### TEXT TO READ:
******

Hope moved into the Vancouver Canucks' locker room after their Game 4 win in the first round. Jonathan Quick and Jarret Stoll evicted her after a 26-save performance by the goaltender and a series-ending overtime goal by the 29-year-old forward.

In Game 4 of the Western Conference final, the Phoenix Coyotes became the first team to shut out the Kings since late March. Two nights later, Quick allowed three goals for only the second time in the playoffs, but it was Dustin Penner's turn to end a series in overtime.

Game 5 is another chance for Los Angeles to bounce back from a loss and close out a series. This, as we know, isn't just any series. There's a pretty big prize on the line, one that's much closer to the Kings' hands than the Devils. But after failing to close out the series on Wednesday night, Los Angeles has recovered from the emotional letdown.

"You have that first opportunity to move on to the next round and relax, you're pretty excited about it," said Kings captain Dustin Brown. "I wouldn't say we're any less excited, but maybe a little more even-keeled about it."

******

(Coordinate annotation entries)
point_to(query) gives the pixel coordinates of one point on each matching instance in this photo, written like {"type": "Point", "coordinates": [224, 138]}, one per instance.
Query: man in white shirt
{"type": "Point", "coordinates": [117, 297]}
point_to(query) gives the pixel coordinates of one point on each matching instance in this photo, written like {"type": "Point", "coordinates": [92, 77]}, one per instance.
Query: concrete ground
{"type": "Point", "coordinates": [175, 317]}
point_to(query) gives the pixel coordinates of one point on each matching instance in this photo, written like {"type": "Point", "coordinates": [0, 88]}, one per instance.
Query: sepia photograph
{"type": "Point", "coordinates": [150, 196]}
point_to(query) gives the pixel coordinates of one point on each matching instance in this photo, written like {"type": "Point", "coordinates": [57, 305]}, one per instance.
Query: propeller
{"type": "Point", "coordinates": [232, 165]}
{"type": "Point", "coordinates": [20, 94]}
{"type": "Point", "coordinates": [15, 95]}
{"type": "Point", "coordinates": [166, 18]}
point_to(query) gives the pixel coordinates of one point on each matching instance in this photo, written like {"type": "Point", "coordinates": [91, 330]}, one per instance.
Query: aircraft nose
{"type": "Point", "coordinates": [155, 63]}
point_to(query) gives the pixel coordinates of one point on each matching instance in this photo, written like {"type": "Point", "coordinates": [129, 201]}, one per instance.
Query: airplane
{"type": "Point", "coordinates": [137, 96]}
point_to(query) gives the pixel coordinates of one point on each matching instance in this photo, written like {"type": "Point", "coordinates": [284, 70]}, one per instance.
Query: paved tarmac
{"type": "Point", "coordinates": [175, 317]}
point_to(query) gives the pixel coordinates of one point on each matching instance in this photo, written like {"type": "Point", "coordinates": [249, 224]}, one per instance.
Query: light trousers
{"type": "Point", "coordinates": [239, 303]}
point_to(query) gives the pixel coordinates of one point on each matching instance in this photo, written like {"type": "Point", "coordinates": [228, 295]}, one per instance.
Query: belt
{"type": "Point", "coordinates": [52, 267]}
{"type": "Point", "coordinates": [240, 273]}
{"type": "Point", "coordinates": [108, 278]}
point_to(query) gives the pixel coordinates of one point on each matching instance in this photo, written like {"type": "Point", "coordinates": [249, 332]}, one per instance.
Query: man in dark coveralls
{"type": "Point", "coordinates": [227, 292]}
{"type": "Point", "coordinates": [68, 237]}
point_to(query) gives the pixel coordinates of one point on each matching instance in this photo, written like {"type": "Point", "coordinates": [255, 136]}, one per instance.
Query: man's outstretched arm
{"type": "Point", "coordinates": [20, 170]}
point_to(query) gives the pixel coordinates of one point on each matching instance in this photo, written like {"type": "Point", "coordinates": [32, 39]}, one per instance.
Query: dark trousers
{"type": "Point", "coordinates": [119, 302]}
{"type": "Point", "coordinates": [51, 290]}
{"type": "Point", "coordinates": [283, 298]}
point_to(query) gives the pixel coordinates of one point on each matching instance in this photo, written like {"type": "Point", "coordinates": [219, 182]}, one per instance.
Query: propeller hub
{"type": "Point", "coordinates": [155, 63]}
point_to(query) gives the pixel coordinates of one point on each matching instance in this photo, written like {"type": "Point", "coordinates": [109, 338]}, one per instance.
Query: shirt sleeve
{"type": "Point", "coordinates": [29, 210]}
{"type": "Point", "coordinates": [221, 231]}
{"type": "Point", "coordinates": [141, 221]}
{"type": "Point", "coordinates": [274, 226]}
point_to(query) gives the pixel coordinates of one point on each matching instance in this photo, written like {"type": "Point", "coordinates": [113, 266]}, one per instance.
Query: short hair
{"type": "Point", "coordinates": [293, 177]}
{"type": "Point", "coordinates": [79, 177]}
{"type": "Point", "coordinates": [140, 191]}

******

### SET EXERCISE A:
Pick out every line of the records above that contains the string "trousers" and copy each one.
### SET EXERCISE B:
Continue the hockey playoff article above, starting right after its last sentence.

### EXERCISE RESPONSE A:
Query: light trousers
Query: dark trousers

### EXERCISE RESPONSE B:
The Kings know what they did wrong in Game 4 and, like they've done previously, will target improvements on Saturday night. One thing we do know is that Los Angeles will not stray from what got them here. The in-and-out daily routine along with the extended breaks in-between games has been stressed over and over by the coaching staff.

"You know what, we haven't changed," said Kings head coach Darryl Sutter. "I haven't seen a big change in our team emotionally for almost two months now. I think we've been able to handle different situations. I think they've learned, because of the breaks we had before Series 2 and before Series 3, the breaks they had, they had to learn to get their space, get back to being focused and reloaded."

New Jersey has gotten better and stronger as series have gone on through the first three rounds. They're 9-1 between Games 4-7, including Wednesday night. The Kings know this, and they know they're going to get the best efforts of the Devils going forward, whether it's for one more game or three. And winning one more game will be a daunting task knowing New Jersey is fighting for their playoff lives.

"We know what our expectations are," said Anze Kopitar. We're sitting in a good position right now. A loss is a loss and you have to put it past you and look ahead and get ready for tomorrow."

Games 1 and 2 could have gone either way with a bounce in a different direction; same for Game 4. Los Angeles knows this could be a different series, but those breaks are part of the game and it's forced both sides to realize that every shift has and will count.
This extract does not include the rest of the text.